» **What you need to do**: Return the full listing exactly as it is written.

Dataset rows on where objects appear:
◆ ◆ ◆
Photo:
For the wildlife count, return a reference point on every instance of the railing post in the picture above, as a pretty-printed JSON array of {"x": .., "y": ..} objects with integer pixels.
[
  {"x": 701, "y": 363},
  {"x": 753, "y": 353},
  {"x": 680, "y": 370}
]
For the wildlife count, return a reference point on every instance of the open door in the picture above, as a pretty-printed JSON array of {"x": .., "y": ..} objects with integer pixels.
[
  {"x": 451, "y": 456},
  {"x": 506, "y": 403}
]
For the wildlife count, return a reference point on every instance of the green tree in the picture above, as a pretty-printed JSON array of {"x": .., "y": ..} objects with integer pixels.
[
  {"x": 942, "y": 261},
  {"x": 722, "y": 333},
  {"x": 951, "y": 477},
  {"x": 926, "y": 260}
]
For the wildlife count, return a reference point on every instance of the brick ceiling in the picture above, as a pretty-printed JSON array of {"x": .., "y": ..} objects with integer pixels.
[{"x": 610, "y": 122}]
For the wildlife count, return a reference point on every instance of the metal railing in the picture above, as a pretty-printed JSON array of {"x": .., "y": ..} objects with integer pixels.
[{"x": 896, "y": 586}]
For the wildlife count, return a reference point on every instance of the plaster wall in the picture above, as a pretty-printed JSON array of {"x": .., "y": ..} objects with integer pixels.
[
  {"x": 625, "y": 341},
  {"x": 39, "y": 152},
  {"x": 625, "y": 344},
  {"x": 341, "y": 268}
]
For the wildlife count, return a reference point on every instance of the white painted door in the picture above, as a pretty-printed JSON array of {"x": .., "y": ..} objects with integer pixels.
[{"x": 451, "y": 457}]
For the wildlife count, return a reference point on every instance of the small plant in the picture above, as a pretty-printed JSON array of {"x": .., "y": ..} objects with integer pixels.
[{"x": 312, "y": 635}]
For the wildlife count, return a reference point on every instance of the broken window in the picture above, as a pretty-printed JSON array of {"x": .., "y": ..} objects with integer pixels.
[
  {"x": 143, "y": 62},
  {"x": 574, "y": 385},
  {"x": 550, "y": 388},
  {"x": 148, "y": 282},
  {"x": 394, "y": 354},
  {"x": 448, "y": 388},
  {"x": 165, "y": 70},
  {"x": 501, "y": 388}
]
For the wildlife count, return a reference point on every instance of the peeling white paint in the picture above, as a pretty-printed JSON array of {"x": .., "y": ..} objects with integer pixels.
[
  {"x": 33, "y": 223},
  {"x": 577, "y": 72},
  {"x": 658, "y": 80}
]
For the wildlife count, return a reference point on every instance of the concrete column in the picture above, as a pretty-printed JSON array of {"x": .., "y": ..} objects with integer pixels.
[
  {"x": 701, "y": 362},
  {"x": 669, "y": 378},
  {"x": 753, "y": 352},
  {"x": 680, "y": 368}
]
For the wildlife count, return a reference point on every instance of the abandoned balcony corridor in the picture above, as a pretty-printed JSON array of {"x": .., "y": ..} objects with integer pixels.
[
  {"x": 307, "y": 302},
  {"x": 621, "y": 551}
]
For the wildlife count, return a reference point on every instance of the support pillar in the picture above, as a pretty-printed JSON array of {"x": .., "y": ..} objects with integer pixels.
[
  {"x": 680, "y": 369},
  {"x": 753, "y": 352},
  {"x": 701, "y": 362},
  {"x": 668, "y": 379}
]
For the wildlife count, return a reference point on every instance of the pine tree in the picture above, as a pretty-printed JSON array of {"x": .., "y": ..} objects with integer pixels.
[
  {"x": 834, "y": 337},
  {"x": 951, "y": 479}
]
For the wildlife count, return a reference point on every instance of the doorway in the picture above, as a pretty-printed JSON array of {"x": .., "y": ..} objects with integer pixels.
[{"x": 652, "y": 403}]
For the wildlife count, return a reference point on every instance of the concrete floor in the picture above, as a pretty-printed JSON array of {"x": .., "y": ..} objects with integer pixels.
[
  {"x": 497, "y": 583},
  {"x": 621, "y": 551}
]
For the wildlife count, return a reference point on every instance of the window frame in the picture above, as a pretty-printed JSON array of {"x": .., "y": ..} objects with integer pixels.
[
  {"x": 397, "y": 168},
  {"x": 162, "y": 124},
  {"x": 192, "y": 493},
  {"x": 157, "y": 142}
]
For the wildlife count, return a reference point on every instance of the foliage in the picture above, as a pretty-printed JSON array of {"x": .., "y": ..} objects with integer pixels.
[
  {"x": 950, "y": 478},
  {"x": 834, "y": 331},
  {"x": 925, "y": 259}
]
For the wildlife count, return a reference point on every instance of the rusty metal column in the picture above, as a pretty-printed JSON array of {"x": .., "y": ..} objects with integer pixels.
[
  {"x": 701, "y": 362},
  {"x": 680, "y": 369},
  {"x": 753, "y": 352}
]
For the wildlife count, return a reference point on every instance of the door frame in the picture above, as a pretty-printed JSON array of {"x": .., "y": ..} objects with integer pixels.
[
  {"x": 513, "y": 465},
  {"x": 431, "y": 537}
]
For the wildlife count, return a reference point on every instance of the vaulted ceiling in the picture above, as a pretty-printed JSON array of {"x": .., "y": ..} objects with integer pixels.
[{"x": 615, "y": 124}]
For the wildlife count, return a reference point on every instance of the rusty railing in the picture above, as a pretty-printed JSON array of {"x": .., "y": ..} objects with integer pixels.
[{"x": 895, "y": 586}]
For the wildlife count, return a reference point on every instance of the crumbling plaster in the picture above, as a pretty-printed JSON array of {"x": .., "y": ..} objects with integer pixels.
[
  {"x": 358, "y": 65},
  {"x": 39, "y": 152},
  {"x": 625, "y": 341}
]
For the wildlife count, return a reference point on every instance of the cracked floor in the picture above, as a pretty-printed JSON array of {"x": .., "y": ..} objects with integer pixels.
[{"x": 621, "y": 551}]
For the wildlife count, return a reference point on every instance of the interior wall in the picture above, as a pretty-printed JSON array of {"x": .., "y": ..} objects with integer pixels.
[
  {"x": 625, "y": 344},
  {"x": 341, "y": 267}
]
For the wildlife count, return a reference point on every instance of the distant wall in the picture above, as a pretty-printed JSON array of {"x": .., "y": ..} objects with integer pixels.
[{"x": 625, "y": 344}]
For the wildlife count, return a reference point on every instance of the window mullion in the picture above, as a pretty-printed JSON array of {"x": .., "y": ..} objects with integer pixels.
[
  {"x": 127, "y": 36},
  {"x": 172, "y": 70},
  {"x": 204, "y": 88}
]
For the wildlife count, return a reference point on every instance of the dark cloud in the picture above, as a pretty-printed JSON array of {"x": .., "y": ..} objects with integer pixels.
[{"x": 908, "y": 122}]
◆ ◆ ◆
» **Exercise output**:
Photo:
For the wildlife count, return a reference point on every instance of the railing post in the picture above, as a pretty-printed JSON array of {"x": .., "y": ..} objects with integer pixels.
[
  {"x": 701, "y": 363},
  {"x": 753, "y": 353},
  {"x": 680, "y": 370}
]
For the wildlife count, return a reference point on every instance of the open door in the picture above, as a pretty-printed JSON array of {"x": .., "y": ..} objects with integer pixels.
[
  {"x": 451, "y": 456},
  {"x": 506, "y": 403}
]
For the wildlife count, return a reference point on every instance of the green tree in the picture above, as a pretty-printed JSON array of {"x": .., "y": ..} objects with integer pixels.
[
  {"x": 942, "y": 261},
  {"x": 722, "y": 333},
  {"x": 951, "y": 477},
  {"x": 926, "y": 260}
]
For the wildlife count, return a reference point on every instance of the brick ceiling in the picture above, as a pretty-printed JSON array of {"x": .., "y": ..} objects with integer pixels.
[{"x": 610, "y": 122}]
For the wildlife count, return a reference point on every instance of the metal railing in the picture above, as a pretty-printed JSON array of {"x": .., "y": ..} objects with integer pixels.
[{"x": 896, "y": 586}]
For the wildlife count, return a reference point on every instance of the plaster wall in the picture above, as a pretty-printed JSON array of {"x": .., "y": ..} objects with integer pixels.
[
  {"x": 625, "y": 341},
  {"x": 39, "y": 152},
  {"x": 625, "y": 344},
  {"x": 341, "y": 268}
]
For the wildlife count, return a reference point on every instance of the white painted door in the picture above, as a pretty-printed JSON array of {"x": .., "y": ..} objects with integer pixels.
[{"x": 451, "y": 457}]
For the wildlife count, return a reference point on every instance of the small plant in the picture above, as a pretty-printed JSON array of {"x": .., "y": ..} objects with integer pixels.
[{"x": 312, "y": 635}]
For the wildlife count, return a reference point on every instance of the broken window in the picture above, as a pretty-printed JSON array of {"x": .., "y": ..} objects with integer pixels.
[
  {"x": 143, "y": 62},
  {"x": 574, "y": 385},
  {"x": 550, "y": 388},
  {"x": 148, "y": 282},
  {"x": 394, "y": 354},
  {"x": 448, "y": 388},
  {"x": 165, "y": 70},
  {"x": 501, "y": 388}
]
For the wildlife count, return a reference point on every instance of the peeling white paint in the picture above, as a pretty-printed JSON array of {"x": .., "y": ..} objects with integer pixels.
[
  {"x": 33, "y": 223},
  {"x": 577, "y": 72},
  {"x": 658, "y": 80}
]
For the wildlife count, return a reference point on every instance of the concrete column in the picture above, as a pretty-printed JSON array of {"x": .., "y": ..} objects with integer pixels.
[
  {"x": 701, "y": 362},
  {"x": 669, "y": 378},
  {"x": 753, "y": 352},
  {"x": 680, "y": 368}
]
For the wildlife count, return a reference point on every instance of the abandoned balcony corridor in the picture above, as a pretty-printed JSON array of {"x": .., "y": ..} objects with integer pixels.
[
  {"x": 307, "y": 302},
  {"x": 621, "y": 551}
]
For the wildlife count, return a reference point on every instance of the support pillar in the picture above, as a pretty-printed JSON array of {"x": .., "y": ..} objects with integer pixels.
[
  {"x": 680, "y": 369},
  {"x": 753, "y": 352},
  {"x": 701, "y": 362},
  {"x": 668, "y": 379}
]
For the wildlife count, return a reference point on every instance of the pine tree in the picture above, as a pretty-printed JSON array of {"x": .., "y": ..} objects with integer pixels.
[
  {"x": 834, "y": 337},
  {"x": 951, "y": 479}
]
For the wildlife count, return a reference point on every instance of the doorway in the picture above, as a pretty-printed JSON array of {"x": .., "y": ..} objects with integer pixels.
[{"x": 652, "y": 403}]
For the wildlife count, return a reference point on every instance of the concrete floor in the picture above, as a pretty-printed JSON array of {"x": .., "y": ..} objects with integer pixels.
[
  {"x": 497, "y": 583},
  {"x": 621, "y": 551}
]
For the wildlife count, return a reference point on every instance of the window frame in the picture above, as a pretty-printed JSON array of {"x": .., "y": ..} objects with integer pixels.
[
  {"x": 397, "y": 168},
  {"x": 162, "y": 124},
  {"x": 192, "y": 493},
  {"x": 157, "y": 142}
]
For the wildlife count, return a reference point on every instance of the foliage in the picture above, as a pretty-printed JSON array of {"x": .., "y": ..} objects with integer pixels.
[
  {"x": 950, "y": 478},
  {"x": 834, "y": 331},
  {"x": 925, "y": 259}
]
For the wildlife count, return a reference point on every instance of the rusty metal column in the picture above, as a pretty-printed JSON array of {"x": .., "y": ..} objects with integer pixels.
[
  {"x": 701, "y": 362},
  {"x": 680, "y": 369},
  {"x": 753, "y": 352}
]
For the wildlife count, return a reference point on every instance of the door frame in the picture above, as a pretty-printed JSON array of {"x": .., "y": ..} objects with integer pixels.
[
  {"x": 513, "y": 465},
  {"x": 431, "y": 537}
]
For the wildlife count, return a reference point on every instance of the vaulted ceiling in the picture above, as a pretty-printed JSON array of {"x": .., "y": ..} objects with integer pixels.
[{"x": 615, "y": 124}]
For the wildlife count, return a reference point on every instance of the rusty railing in the picture above, as a pretty-printed JSON array of {"x": .., "y": ..} objects with integer pixels.
[{"x": 895, "y": 586}]
For the wildlife count, return a reference point on every instance of the crumbling plaster in the picture above, as a pretty-printed JSON array of {"x": .., "y": ..} objects with integer pixels.
[
  {"x": 358, "y": 65},
  {"x": 39, "y": 152},
  {"x": 625, "y": 341}
]
For the wildlife count, return a reference point on every instance of the cracked floor in the picture above, as a pretty-printed JSON array of {"x": .., "y": ..} objects with integer pixels.
[{"x": 621, "y": 551}]
For the wildlife count, return a reference point on every instance of the interior wall in the picture above, as a pretty-printed JSON array of {"x": .., "y": ..} objects with integer pixels.
[
  {"x": 625, "y": 344},
  {"x": 341, "y": 267}
]
For the wildlife count, return a reference point on every instance of the distant wall in the picture above, as a pretty-printed JSON array of {"x": .., "y": ..} objects with integer pixels.
[{"x": 625, "y": 344}]
For the wildlife count, return a reference point on every instance of the window mullion in the picture above, as a pretty-printed JSON array of {"x": .., "y": ..} objects with integer pixels.
[
  {"x": 127, "y": 36},
  {"x": 172, "y": 70},
  {"x": 204, "y": 88}
]
For the wildlife count, return a reference point on every instance of the dark cloud in the picture above, as a pretty-printed JSON array of {"x": .., "y": ..} objects with integer pixels.
[{"x": 908, "y": 122}]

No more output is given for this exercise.